• **WHAT THE EXERCISE ASKS**:
Below are entries. Copy exactly the lines running from the line that holds "x=458, y=725" to the line that holds "Query: dark storm cloud", with both ends included.

Records from a data collection
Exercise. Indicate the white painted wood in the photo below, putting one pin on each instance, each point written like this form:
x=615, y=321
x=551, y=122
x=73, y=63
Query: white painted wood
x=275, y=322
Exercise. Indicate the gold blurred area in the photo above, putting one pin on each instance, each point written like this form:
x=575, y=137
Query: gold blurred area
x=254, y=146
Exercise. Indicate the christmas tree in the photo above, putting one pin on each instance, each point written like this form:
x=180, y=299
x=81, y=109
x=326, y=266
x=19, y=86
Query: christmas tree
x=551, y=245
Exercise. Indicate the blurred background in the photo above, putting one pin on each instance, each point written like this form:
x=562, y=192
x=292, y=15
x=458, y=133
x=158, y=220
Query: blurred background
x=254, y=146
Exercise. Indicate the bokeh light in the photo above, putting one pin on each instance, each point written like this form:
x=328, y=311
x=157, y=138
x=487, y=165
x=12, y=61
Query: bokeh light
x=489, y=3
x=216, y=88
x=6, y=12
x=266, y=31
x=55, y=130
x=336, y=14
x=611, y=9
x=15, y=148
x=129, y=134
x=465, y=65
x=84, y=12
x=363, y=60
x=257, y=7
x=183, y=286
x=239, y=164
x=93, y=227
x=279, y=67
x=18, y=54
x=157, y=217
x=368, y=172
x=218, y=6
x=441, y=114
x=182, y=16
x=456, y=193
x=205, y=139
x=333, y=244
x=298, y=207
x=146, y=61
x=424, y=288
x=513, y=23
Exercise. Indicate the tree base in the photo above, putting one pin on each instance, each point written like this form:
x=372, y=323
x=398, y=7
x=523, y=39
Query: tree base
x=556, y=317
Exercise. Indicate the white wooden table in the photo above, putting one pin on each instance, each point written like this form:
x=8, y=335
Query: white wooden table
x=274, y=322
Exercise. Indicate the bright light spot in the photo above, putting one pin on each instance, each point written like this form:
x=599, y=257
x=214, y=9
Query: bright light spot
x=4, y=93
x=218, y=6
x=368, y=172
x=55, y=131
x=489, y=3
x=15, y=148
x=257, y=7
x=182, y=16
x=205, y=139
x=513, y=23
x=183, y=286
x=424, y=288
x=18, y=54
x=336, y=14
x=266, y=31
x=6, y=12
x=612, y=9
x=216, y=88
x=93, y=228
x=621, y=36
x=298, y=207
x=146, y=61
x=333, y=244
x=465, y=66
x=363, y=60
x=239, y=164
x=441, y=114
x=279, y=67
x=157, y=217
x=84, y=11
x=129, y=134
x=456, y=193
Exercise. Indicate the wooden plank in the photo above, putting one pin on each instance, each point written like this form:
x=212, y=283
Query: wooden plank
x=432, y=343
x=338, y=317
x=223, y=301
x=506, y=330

==

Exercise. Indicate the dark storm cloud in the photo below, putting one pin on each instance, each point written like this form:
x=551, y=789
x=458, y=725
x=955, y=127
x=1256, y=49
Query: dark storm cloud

==

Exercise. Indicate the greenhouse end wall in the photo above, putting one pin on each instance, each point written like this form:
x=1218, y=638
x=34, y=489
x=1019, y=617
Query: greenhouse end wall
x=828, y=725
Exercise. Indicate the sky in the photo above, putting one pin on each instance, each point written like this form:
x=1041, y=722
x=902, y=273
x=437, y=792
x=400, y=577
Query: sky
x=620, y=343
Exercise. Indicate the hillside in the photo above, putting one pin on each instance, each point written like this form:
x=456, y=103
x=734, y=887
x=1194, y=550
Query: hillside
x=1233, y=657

• **OUTPUT**:
x=458, y=725
x=955, y=127
x=1256, y=49
Query: dark storm cloud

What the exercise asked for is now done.